### How to complete this task
Beginning with the line below that contains "sedan in the image above." and ending with the line that contains "the windshield in the image above.", copy every line exactly. Copy nothing else.
Records for this exercise: Begin
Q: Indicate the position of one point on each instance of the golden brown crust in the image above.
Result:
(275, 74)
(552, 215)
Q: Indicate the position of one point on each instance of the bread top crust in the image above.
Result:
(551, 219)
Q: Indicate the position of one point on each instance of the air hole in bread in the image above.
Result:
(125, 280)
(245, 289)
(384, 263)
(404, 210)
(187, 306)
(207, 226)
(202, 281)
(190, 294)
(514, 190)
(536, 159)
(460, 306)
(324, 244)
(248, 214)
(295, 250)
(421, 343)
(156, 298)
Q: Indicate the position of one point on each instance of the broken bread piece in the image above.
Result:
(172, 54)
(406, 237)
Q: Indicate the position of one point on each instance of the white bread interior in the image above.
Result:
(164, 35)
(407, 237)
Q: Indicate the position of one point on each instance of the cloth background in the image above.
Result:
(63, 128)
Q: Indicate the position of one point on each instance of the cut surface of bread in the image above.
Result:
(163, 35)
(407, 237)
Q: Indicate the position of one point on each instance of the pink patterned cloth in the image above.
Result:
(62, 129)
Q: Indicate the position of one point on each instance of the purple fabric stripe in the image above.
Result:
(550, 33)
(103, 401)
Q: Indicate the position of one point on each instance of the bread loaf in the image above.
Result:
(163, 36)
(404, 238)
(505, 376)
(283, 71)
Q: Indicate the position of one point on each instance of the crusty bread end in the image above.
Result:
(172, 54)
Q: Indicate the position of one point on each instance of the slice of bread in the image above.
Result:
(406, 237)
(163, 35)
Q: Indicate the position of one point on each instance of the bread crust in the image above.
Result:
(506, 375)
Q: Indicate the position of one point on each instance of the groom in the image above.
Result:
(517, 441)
Records for this exercise: End
Records for this exercise: Begin
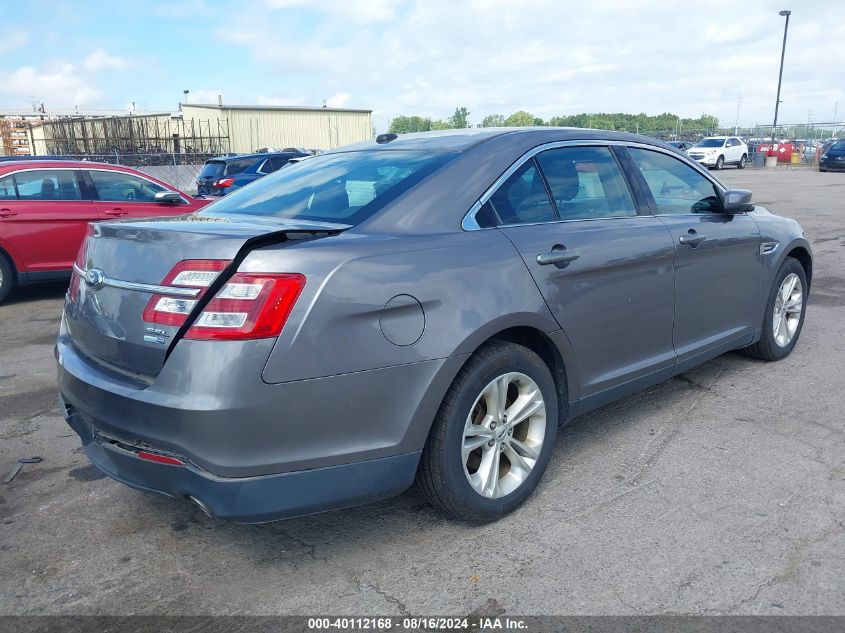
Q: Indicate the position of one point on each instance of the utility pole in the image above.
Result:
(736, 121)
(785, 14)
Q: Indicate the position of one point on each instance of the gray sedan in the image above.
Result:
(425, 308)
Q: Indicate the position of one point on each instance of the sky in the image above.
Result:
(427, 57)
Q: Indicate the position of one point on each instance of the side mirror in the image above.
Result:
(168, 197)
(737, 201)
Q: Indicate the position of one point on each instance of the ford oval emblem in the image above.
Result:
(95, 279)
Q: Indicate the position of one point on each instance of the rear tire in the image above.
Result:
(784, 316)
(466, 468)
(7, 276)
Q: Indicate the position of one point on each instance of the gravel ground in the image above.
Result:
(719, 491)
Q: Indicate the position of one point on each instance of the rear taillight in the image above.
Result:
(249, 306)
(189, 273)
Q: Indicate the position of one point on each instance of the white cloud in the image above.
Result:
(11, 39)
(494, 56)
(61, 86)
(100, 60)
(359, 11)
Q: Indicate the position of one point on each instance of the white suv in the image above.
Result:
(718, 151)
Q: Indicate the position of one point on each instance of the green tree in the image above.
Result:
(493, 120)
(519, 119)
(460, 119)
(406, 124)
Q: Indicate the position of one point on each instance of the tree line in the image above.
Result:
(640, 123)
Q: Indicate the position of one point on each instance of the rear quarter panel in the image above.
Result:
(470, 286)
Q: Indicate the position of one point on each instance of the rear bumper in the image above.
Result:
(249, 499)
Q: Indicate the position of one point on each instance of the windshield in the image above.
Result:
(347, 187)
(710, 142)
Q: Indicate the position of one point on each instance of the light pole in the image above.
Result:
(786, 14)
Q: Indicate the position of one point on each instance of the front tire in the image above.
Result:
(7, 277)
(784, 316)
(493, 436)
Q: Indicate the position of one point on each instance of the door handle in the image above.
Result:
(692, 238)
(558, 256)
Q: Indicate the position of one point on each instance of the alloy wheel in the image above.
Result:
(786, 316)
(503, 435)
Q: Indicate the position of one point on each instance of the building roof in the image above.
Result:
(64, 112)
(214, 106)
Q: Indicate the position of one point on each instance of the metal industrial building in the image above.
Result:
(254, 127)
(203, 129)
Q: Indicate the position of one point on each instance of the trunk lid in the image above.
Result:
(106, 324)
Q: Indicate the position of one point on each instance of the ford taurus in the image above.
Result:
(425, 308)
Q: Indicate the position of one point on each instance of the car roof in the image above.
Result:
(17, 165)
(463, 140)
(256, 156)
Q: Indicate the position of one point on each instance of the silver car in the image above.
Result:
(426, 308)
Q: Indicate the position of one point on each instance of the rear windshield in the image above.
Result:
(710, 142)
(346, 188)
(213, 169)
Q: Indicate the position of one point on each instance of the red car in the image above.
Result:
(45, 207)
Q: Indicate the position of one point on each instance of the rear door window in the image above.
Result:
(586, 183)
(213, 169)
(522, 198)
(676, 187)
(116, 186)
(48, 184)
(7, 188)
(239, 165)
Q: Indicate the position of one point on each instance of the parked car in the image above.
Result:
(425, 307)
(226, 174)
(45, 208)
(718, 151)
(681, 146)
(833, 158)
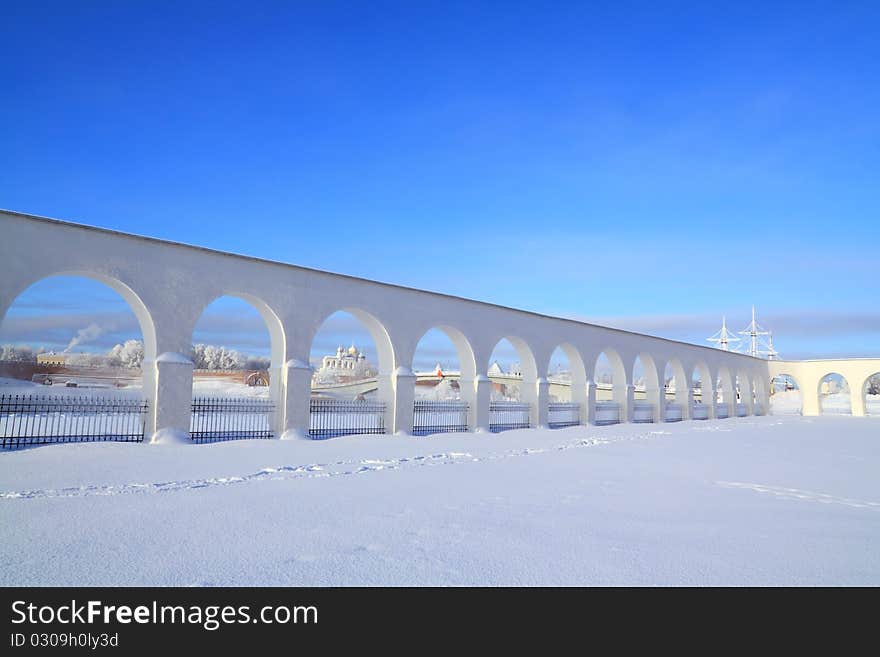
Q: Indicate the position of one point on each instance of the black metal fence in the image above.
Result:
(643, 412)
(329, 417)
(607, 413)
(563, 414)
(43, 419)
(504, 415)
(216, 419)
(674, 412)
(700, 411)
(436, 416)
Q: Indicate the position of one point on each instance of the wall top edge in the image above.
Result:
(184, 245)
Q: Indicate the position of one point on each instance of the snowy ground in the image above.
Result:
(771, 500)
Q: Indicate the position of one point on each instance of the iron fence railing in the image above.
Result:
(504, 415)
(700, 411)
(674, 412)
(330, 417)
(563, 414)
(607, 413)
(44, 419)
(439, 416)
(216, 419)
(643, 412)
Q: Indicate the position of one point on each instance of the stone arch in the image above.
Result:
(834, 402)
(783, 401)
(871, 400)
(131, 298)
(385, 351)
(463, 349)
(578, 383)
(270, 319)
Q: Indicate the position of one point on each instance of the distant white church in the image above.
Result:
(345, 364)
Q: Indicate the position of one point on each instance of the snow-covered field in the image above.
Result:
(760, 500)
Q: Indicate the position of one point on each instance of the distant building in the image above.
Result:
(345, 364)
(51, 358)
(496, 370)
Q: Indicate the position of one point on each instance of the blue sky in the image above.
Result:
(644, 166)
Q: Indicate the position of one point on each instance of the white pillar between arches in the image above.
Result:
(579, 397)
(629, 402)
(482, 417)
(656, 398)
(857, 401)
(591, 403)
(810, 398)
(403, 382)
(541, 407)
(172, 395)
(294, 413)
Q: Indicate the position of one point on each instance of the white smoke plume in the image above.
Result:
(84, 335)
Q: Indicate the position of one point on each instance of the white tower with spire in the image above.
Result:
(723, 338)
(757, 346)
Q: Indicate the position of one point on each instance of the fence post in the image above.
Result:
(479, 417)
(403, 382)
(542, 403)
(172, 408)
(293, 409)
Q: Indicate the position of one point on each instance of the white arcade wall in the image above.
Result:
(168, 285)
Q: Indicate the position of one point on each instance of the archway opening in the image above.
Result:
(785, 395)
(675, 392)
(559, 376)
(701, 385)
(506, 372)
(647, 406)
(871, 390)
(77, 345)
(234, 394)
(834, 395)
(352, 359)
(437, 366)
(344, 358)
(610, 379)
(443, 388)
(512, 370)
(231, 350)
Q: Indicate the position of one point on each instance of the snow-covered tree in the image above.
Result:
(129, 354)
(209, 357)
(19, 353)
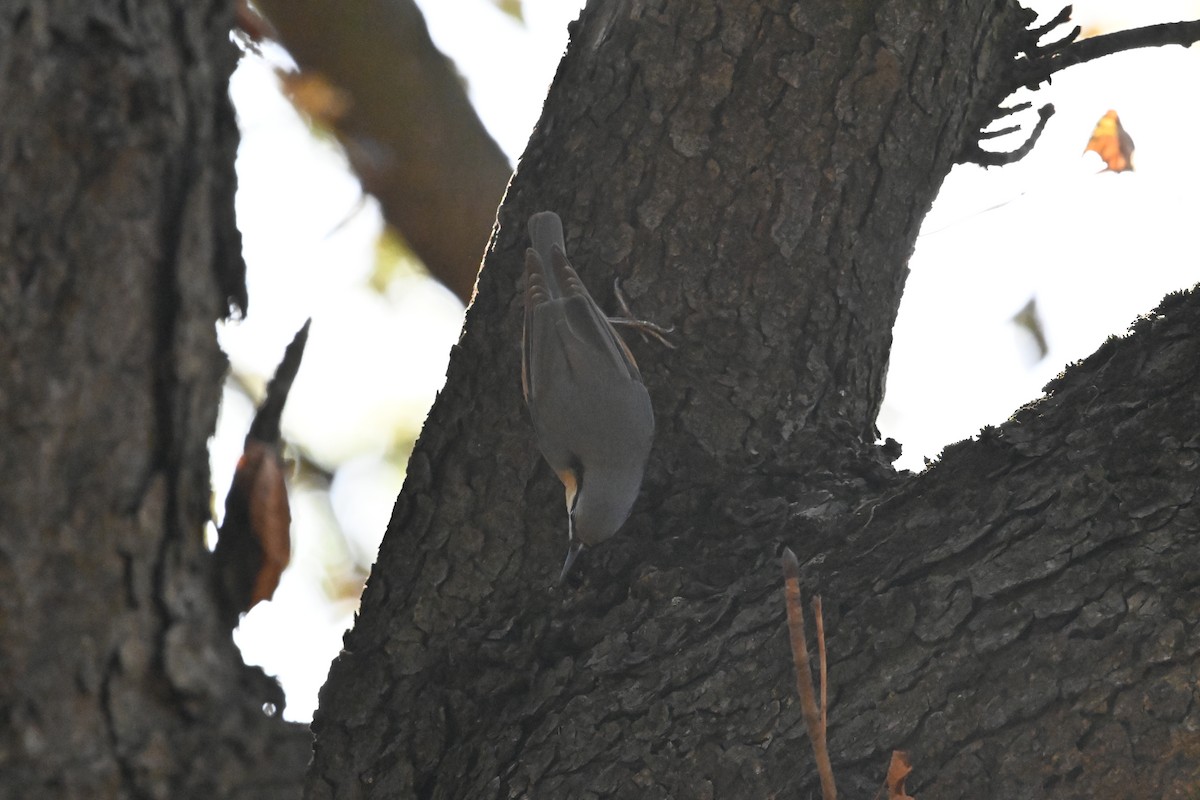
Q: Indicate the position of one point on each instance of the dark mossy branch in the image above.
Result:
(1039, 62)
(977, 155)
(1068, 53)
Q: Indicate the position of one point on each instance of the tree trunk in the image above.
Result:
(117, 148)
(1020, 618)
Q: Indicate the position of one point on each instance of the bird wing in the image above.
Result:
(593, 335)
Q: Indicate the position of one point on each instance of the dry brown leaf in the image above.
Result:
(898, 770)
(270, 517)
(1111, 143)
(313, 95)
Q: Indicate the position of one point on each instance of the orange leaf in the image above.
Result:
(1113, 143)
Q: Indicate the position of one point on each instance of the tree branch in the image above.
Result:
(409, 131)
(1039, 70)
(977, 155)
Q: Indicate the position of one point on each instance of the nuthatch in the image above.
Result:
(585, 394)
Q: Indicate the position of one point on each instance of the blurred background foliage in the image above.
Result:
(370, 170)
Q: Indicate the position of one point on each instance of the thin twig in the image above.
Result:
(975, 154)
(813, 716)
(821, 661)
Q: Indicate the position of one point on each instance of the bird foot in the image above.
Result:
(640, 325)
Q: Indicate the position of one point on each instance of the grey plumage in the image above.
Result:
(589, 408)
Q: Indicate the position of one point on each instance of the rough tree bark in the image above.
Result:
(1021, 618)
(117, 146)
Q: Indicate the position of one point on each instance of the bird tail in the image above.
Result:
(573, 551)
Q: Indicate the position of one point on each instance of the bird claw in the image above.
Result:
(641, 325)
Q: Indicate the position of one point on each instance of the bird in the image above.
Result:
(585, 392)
Records for this exercise: End
Records for this exercise: Begin
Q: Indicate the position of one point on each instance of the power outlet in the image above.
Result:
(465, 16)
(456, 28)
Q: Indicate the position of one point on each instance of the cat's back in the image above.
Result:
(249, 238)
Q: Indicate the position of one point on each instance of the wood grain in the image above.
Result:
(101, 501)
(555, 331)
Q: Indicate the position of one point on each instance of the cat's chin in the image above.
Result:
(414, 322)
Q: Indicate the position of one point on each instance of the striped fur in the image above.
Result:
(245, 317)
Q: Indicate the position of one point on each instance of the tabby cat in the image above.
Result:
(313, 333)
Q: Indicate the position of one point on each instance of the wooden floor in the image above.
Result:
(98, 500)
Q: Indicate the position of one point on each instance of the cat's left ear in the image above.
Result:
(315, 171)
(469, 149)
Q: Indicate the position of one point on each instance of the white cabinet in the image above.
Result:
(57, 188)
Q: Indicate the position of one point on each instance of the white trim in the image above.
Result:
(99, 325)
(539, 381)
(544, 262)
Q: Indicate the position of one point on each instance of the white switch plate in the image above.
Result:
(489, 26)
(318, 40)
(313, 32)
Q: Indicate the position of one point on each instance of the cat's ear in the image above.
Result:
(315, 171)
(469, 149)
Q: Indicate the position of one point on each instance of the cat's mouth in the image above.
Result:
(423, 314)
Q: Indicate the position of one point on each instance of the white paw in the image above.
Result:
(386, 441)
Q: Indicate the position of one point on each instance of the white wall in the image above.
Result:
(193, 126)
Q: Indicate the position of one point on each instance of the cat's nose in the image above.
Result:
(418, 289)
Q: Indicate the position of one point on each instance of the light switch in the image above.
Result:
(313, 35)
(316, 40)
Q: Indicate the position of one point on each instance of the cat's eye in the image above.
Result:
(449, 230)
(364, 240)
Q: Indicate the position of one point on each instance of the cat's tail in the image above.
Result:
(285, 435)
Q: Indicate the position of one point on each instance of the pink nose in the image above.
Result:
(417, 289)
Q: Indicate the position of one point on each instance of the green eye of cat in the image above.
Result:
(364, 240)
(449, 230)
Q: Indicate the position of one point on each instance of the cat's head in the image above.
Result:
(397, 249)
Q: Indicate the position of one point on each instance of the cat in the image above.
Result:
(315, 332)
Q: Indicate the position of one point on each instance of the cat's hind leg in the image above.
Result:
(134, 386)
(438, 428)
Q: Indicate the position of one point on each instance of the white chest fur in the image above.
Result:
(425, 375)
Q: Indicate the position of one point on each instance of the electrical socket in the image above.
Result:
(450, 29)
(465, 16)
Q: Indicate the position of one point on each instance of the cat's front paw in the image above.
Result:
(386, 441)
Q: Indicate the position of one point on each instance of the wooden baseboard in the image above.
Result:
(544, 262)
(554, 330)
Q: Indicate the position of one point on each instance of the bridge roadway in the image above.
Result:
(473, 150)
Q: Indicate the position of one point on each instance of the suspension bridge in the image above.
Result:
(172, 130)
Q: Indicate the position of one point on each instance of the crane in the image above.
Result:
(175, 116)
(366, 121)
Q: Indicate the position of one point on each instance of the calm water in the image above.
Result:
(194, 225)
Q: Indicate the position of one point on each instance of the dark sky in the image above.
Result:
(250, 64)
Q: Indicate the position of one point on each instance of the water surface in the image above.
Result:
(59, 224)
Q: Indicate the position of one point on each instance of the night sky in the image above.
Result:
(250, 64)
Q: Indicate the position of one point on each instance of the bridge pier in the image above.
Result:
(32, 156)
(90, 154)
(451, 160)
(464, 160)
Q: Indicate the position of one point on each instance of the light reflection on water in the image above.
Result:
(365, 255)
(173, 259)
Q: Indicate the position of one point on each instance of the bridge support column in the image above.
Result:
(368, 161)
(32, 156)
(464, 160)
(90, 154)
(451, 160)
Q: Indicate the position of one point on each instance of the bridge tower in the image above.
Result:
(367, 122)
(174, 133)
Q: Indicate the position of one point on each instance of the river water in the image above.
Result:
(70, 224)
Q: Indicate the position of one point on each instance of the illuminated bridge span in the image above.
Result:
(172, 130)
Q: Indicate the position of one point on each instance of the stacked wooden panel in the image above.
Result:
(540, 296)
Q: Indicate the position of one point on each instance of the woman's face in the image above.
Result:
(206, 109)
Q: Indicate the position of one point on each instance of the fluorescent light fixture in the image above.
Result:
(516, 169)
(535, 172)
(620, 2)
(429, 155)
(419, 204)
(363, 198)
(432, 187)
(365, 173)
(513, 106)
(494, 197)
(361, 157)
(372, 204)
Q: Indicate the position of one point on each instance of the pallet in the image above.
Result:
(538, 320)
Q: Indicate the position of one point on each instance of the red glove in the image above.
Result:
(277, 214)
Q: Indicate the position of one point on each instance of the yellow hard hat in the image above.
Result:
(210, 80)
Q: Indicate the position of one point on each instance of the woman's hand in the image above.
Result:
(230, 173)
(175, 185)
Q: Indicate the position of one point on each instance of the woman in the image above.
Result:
Records for this exercise: End
### Your response
Q: Indicate the position of one point on each instance of the gray sedan in the image above.
Result:
(425, 308)
Q: Indicate the position of one point on each instance of the sky in the image above.
Result:
(427, 57)
Q: Indicate the position of one point on each instance of the side mirror in the image above.
Result:
(168, 197)
(737, 201)
Q: Indicate the position of one point on each instance of the ford oval emblem in the image above.
Result:
(95, 279)
Q: Indicate the position of one point on each instance of the rear tire in the image above.
Result:
(784, 316)
(466, 468)
(7, 276)
Q: Indicate the position of one point on each instance of the gravel ground in the image above.
Result:
(719, 491)
Q: Indicate the position of one point on each instance of the rear taillight in the image above.
Result:
(249, 306)
(189, 273)
Q: Indicate the position of one point on each instance of the white cloud in the image above.
Result:
(11, 39)
(494, 56)
(61, 86)
(100, 60)
(359, 11)
Q: Indicate the position of one point on each instance of the white suv in the image above.
Result:
(718, 151)
Q: Indicate the position of one point on each instance of the green tree in the image above.
Result:
(493, 120)
(519, 119)
(460, 119)
(406, 124)
Q: Indicate the position of one point on each instance of the tree line in the image above.
Result:
(640, 123)
Q: Indicate the position of one point on each instance of the rear quarter panel in the image above.
Result:
(470, 286)
Q: Indicate the position of one point on each instance of the rear bumper in the image above.
Result:
(249, 499)
Q: Indicate the position of one point on each instance of the windshield in the image above.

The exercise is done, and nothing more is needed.